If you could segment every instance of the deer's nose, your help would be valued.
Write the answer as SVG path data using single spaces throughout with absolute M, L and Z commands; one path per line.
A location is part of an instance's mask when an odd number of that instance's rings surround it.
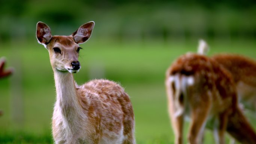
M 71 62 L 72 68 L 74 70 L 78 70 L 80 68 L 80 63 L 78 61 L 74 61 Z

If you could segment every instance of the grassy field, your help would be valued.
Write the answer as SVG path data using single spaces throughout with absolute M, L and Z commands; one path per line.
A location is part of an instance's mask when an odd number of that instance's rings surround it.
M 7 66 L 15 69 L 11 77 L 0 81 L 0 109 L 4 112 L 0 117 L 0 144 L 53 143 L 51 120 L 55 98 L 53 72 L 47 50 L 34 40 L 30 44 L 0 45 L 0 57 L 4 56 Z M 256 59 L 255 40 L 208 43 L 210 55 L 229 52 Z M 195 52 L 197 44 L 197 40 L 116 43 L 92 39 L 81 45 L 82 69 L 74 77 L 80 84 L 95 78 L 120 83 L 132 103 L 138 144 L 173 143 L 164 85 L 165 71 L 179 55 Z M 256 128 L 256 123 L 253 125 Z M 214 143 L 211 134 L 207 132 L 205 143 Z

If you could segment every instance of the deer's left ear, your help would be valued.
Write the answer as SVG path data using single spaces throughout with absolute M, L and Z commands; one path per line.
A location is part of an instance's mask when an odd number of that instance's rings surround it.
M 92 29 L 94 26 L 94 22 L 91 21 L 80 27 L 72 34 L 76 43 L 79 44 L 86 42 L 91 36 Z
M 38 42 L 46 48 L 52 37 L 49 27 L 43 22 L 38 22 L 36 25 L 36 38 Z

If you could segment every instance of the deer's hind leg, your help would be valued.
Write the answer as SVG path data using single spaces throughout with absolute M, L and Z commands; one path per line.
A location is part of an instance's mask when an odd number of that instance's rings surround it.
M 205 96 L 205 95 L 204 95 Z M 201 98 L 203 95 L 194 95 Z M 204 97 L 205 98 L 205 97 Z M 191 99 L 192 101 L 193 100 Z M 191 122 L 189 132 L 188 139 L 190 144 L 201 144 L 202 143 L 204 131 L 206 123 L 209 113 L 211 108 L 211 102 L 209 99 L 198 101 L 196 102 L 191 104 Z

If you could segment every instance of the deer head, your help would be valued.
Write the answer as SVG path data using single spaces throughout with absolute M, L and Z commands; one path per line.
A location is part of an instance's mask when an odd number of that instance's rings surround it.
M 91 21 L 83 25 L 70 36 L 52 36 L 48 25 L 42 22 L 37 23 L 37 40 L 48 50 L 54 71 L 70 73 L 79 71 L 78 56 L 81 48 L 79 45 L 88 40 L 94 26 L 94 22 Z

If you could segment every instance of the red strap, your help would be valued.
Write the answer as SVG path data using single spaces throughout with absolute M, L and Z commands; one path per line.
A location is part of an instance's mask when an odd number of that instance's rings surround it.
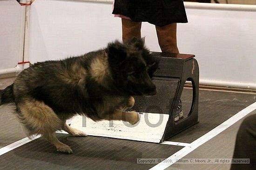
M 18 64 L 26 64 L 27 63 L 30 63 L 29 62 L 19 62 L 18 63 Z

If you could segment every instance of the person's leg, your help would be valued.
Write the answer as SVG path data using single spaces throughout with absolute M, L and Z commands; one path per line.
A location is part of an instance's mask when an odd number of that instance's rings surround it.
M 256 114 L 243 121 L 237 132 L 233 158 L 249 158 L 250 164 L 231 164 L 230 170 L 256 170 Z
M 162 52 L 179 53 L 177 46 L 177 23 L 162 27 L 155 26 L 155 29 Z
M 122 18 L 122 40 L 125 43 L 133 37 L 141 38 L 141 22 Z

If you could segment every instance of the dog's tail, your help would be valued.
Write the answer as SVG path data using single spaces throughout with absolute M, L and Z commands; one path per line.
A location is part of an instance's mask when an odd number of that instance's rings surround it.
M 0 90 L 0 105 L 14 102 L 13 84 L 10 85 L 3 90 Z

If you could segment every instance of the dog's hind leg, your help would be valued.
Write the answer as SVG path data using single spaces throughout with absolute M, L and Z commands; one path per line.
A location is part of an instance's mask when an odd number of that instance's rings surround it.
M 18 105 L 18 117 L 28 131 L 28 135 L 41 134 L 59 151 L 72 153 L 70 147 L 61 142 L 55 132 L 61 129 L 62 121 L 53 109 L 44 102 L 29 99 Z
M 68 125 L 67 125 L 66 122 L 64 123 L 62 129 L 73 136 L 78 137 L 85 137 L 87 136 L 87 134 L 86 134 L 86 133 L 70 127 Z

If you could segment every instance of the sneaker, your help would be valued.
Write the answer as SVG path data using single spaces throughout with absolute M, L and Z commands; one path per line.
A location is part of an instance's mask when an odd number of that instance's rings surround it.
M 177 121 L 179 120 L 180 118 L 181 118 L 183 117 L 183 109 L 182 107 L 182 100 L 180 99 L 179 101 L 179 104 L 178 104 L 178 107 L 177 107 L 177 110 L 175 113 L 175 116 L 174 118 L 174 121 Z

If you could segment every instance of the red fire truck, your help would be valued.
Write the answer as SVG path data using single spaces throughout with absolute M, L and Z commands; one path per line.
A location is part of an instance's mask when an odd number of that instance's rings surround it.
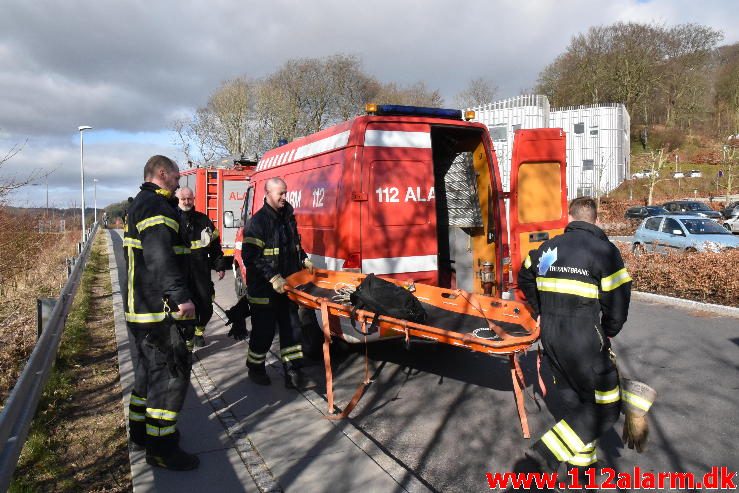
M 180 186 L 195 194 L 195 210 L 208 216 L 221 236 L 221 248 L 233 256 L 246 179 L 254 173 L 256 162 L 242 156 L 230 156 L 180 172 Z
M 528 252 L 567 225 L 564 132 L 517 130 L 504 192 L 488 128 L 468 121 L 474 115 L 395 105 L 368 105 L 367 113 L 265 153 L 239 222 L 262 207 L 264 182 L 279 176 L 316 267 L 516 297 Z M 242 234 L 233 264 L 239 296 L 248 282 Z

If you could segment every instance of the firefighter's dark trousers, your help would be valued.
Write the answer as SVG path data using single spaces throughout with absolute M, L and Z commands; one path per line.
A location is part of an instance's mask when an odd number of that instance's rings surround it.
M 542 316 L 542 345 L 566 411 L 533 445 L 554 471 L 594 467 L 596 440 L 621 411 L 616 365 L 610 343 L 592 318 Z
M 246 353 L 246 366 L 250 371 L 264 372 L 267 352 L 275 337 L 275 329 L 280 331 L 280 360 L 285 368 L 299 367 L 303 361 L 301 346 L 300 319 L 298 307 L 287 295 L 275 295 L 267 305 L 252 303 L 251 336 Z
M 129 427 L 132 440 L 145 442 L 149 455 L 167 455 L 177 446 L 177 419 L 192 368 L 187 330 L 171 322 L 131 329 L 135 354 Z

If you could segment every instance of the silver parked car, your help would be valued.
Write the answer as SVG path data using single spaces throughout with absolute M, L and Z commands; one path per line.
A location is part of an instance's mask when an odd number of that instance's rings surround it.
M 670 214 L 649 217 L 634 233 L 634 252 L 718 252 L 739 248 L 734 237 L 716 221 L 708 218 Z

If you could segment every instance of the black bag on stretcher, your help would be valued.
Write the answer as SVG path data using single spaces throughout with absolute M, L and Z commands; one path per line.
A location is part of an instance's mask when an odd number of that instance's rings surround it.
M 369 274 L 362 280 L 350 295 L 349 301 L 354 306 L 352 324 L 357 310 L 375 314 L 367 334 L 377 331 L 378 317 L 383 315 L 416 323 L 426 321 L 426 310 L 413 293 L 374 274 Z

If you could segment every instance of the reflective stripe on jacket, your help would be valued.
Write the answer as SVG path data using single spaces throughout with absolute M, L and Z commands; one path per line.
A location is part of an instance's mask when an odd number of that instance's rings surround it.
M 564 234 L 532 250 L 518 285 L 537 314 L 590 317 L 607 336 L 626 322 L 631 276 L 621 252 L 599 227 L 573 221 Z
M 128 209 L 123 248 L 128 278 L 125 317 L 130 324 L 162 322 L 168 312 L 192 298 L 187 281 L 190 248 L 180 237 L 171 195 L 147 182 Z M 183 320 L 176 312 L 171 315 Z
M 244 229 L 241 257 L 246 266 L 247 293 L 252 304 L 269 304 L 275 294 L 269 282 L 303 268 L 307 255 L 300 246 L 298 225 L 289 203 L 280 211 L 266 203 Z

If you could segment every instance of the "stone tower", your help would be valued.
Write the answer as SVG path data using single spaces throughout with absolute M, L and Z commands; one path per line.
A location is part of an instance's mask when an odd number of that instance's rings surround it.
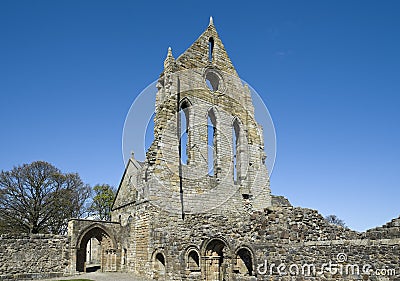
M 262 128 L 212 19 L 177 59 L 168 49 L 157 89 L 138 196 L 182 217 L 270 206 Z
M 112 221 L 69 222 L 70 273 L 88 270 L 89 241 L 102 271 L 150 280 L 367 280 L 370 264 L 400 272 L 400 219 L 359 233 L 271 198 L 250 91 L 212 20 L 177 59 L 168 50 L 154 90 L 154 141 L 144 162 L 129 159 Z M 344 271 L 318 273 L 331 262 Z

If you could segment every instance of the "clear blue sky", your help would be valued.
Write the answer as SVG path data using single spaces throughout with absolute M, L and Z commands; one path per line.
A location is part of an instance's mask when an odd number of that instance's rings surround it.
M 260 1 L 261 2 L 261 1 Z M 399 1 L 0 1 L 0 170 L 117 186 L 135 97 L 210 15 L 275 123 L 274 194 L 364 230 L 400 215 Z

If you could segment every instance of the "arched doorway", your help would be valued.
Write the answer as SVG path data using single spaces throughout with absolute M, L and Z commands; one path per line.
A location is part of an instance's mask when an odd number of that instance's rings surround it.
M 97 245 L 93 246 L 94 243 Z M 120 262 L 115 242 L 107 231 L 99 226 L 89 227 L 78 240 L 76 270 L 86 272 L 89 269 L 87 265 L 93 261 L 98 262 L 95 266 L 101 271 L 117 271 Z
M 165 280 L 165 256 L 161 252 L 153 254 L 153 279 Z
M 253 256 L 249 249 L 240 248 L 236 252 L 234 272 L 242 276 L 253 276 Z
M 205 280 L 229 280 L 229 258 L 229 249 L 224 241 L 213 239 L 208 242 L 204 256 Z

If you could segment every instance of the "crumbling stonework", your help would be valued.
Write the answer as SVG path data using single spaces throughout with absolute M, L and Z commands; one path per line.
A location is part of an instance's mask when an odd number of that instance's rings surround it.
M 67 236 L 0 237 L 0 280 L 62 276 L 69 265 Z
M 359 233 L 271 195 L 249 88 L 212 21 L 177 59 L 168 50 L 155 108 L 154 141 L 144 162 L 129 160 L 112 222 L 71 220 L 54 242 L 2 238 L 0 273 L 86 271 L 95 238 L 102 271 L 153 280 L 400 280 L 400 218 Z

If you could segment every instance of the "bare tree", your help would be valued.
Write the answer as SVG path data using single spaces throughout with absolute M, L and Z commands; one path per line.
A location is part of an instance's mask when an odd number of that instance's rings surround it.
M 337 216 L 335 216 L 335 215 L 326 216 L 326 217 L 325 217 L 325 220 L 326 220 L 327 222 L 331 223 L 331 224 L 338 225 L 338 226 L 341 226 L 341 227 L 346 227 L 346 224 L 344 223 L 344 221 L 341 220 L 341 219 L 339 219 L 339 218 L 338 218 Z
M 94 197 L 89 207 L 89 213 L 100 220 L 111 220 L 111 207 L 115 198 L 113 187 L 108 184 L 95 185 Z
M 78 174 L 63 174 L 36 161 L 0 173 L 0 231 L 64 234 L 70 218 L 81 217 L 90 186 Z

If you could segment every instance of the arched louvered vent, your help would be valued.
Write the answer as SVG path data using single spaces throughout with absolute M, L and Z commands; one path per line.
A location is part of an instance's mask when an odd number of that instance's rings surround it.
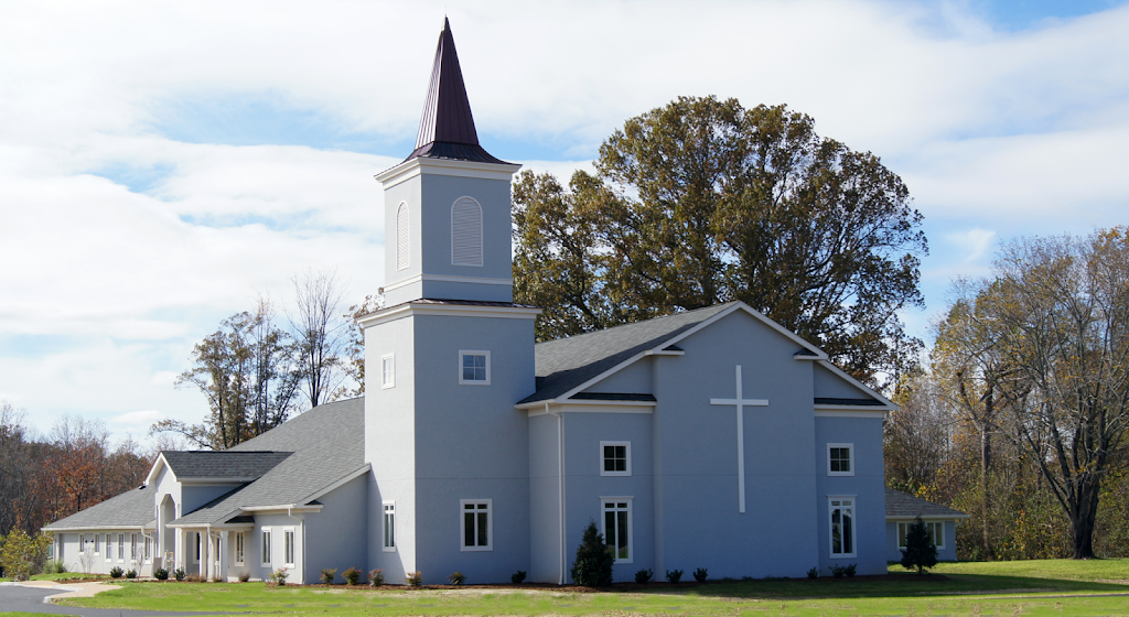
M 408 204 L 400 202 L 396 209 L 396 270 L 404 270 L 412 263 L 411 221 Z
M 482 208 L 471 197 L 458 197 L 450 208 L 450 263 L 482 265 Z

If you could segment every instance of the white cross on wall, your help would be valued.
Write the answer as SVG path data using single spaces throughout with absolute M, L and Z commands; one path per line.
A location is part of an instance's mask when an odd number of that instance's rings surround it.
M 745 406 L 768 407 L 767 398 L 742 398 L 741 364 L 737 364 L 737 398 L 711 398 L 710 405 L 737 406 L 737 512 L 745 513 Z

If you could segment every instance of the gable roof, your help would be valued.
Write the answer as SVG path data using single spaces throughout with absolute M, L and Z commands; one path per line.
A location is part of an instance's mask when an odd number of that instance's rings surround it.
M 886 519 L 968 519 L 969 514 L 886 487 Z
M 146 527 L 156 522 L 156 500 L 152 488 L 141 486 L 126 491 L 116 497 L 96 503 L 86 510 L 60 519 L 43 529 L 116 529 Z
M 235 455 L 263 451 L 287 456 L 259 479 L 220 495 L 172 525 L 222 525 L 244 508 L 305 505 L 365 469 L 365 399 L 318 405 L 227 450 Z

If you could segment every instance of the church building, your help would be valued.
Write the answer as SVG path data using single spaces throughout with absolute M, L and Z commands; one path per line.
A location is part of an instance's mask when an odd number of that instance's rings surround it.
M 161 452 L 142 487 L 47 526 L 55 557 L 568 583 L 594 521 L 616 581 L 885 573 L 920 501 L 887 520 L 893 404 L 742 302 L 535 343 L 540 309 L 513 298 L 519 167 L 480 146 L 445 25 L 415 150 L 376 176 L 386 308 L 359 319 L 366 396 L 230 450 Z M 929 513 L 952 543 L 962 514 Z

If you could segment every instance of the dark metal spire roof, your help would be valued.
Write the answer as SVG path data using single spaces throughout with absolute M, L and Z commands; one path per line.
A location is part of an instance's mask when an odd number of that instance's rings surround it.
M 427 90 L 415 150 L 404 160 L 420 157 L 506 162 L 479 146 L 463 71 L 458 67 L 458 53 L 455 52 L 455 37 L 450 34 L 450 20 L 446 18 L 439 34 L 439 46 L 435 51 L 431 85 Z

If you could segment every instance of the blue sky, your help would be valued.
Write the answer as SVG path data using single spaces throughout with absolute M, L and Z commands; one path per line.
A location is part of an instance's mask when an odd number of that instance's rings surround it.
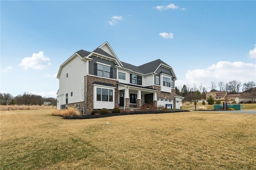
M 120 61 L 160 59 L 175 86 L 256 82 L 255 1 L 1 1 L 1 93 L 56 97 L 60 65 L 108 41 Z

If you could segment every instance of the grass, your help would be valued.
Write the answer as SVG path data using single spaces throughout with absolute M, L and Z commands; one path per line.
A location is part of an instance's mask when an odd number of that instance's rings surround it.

→ Required work
Render the lines between the line containing "If you could segment every instance of the dark" and the line containing "M 120 61 L 160", inclusive, as a numbered list, omitting blank lines and leaving out the pictures.

→ Output of the task
1. If you could segment every instance of the dark metal spire roof, your help would be valued.
2. Write the answer as SVG path data using single spaces throughout with absolute M, L and Z commands; one path per line.
3. A location is part of an instance's mask when an odd number of that instance's rings surround it.
4. M 427 90 L 415 150 L 404 160 L 420 157 L 506 162 L 479 146 L 463 71 L 458 67 L 458 53 L 455 52 L 455 37 L 450 34 L 450 20 L 446 18 L 439 34 L 439 46 L 435 51 L 431 85 Z
5. If you could segment every instance of the blue sky, your help would be valued.
6. Write the answer as SVG path data using single spaces throughout with absolute M, L and Z commands; one path per line.
7. A location is part of an instance's mask when an odd number of that instance's rings surround it.
8. M 120 61 L 160 59 L 175 86 L 256 82 L 255 1 L 1 1 L 1 93 L 56 97 L 60 65 L 108 41 Z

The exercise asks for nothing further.